> _Required tasks_
A) How would you translate this sentence from the discussion of music genres into Spanish: "It’s the way we learn to play music too."
B) Could you reproduce word for word the part of the music-genre discussion between "A lot of genres" and "with similar instrumentation.", inclusive?

> _Document text_
☆ ☆ ☆ ☆ ☆

Maegraith: Humans love to compartmentalise. Genres help us feel safe and secure, and like we’ve got control over it.

Kauter: I think it’s because we need patterns to understand things right away. It’s the way we learn to play music too. Certain ideas are grouped together under particular headings known as genres. I think all of that comes back to narrative and to the way we pass on information. Like why is the Madonna always front-on in Madonna and child picture? Because that’s what tells me what the picture is about. It’s sort of like that with genre. Put a pedal steel on a simple chord progression and everyone will say ‘it’s country’, or ‘alt country’. Why? Because the Madonna is face-on.

Rojas: Two things spring to mind: Instrumentation/equipment and Influence.

A lot of genres are formed as a result of like-minded use of instrumentation, the line up of a band and the instruments played (eg. 4 piece: drums, bass, guitar, vocals) and the influence of past musical groups with similar instrumentation.

Take ‘post-rock’ for example, a non-specific genre that popped up out of nowhere, is basically a rebellion against the stereotypical 4-5 piece rock band sound. Compositions can involve classical and electronic influences performed within the confines of a typical rock band’s instrumentation. Different playing techniques and use of effects further help to differentiate from a typical rock band sound. A lot of these bands have a similar mindset, creating a community with a similar approach to their music and their influence. Influence begets influence until these bands end up painting themselves into a corner or pigeonholing themselves into that specific genre.

From a composer’s point of view, you have a choice of whether to compose for the limitations of an instrument (eg. an acoustic guitar may not be able to perform something written for piano), or the perceived rules of a genre etc.

A composer can begin writing a multi-instrumental piece on piano, for example, however, they would need to understand the various limitations and expressive playing techniques of the instrumentation for which they are composing.

☆ ☆ ☆ ☆ ☆

Collection entries

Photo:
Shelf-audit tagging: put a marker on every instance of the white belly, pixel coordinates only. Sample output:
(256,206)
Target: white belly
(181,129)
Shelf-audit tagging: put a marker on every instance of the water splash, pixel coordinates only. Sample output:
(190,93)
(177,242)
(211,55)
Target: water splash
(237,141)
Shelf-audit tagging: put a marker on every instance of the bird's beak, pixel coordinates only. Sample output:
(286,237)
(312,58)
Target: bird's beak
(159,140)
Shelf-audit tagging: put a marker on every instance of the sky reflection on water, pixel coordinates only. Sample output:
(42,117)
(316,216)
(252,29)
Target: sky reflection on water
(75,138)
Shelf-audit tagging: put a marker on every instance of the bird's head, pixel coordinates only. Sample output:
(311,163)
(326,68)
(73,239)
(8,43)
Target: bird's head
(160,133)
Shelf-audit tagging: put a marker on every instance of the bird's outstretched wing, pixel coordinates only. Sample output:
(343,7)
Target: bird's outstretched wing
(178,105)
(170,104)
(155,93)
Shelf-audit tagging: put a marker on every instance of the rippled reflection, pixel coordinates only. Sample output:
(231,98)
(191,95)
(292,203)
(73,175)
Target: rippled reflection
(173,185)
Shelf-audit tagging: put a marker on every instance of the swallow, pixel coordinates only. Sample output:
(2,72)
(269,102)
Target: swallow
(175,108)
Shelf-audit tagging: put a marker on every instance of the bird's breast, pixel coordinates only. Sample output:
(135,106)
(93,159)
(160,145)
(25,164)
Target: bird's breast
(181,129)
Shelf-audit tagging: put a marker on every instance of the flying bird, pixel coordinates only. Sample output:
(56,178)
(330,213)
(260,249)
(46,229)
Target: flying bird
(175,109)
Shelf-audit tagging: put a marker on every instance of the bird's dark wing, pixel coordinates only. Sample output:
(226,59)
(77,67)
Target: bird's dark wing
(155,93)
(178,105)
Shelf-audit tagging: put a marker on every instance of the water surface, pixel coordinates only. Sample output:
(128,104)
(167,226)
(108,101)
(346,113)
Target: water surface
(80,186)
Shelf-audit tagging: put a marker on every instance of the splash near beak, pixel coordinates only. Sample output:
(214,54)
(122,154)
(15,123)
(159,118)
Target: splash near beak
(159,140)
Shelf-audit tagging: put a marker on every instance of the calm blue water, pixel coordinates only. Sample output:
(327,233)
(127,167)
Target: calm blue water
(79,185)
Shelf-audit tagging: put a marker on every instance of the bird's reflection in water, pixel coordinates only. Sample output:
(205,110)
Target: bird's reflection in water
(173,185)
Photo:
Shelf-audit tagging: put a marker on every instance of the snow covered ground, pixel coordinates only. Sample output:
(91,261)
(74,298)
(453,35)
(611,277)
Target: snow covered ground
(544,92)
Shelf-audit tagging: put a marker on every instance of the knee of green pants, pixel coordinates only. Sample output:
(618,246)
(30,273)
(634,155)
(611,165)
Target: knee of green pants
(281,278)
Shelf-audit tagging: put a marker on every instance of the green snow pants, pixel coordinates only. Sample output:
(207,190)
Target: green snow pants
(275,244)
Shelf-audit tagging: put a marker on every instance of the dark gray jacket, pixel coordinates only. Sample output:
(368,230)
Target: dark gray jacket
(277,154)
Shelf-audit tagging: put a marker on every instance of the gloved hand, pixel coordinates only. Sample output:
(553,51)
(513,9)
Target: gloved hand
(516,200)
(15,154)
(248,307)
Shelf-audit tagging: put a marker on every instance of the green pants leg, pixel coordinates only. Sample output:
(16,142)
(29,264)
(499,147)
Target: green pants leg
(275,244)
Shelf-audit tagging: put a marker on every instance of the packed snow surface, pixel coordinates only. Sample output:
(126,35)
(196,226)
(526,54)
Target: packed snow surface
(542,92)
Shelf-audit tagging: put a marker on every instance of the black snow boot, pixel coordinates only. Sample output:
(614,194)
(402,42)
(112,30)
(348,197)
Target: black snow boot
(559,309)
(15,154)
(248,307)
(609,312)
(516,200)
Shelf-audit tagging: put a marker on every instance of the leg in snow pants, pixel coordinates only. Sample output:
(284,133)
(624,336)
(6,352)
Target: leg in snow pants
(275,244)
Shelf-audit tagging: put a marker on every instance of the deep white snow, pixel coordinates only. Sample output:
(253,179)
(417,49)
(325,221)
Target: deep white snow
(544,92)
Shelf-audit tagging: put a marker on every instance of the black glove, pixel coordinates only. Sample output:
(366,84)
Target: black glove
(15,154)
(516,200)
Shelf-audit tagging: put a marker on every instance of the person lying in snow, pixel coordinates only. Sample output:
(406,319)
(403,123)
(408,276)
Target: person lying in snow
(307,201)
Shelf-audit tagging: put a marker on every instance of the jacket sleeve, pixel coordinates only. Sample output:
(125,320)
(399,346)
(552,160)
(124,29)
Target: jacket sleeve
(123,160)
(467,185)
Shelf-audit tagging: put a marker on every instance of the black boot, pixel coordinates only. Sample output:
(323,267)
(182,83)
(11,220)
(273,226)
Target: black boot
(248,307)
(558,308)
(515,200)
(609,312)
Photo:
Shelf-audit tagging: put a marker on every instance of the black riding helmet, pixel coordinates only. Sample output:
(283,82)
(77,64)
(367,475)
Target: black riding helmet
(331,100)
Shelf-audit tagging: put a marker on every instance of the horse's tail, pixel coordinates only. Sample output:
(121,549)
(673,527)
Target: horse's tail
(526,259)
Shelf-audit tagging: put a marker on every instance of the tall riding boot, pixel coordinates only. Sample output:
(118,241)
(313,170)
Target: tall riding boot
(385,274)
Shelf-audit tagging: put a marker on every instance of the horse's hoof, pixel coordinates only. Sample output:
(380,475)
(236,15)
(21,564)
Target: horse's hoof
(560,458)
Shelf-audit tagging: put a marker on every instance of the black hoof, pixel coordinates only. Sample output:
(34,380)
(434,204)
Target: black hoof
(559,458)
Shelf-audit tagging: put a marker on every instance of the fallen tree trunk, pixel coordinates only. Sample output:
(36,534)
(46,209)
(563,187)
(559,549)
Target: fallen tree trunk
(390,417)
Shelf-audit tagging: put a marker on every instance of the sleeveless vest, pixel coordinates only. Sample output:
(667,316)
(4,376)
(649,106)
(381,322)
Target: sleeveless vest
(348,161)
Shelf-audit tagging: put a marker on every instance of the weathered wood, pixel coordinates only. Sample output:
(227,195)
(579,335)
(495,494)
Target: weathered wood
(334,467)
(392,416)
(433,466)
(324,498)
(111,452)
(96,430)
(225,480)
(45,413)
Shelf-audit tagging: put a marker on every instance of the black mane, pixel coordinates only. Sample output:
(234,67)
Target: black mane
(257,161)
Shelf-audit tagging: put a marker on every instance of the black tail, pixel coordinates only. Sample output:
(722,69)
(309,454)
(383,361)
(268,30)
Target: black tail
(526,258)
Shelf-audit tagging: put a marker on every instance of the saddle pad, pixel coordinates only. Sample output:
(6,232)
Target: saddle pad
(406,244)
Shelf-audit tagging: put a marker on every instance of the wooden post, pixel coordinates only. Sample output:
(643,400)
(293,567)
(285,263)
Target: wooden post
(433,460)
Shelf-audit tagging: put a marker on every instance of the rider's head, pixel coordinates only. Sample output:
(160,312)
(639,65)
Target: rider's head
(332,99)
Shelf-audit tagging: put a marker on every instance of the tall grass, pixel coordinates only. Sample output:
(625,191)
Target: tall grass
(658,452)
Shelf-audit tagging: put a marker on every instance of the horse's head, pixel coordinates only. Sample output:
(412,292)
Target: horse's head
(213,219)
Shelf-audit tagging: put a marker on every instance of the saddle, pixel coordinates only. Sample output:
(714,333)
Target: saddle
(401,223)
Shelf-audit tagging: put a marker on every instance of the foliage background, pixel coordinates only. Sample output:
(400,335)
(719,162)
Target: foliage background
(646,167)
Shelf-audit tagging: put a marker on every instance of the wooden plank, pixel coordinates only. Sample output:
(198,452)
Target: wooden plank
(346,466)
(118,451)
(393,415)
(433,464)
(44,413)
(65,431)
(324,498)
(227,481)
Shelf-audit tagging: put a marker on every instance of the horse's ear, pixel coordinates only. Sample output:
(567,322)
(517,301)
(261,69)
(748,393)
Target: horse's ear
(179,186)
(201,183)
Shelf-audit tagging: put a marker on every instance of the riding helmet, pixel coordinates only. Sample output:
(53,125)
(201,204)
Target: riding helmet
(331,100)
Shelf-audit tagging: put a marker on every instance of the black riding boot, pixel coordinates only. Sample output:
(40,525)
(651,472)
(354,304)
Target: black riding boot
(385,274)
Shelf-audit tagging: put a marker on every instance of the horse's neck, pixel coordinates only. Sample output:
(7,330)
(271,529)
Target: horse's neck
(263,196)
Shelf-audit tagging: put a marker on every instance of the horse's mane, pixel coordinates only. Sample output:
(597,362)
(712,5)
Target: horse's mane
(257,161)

☆ ☆ ☆ ☆ ☆

> _Solution set_
A) También es la forma en que aprendemos a tocar música.

B)
A lot of genres are formed as a result of like-minded use of instrumentation, the line up of a band and the instruments played (eg. 4 piece: drums, bass, guitar, vocals) and the influence of past musical groups with similar instrumentation.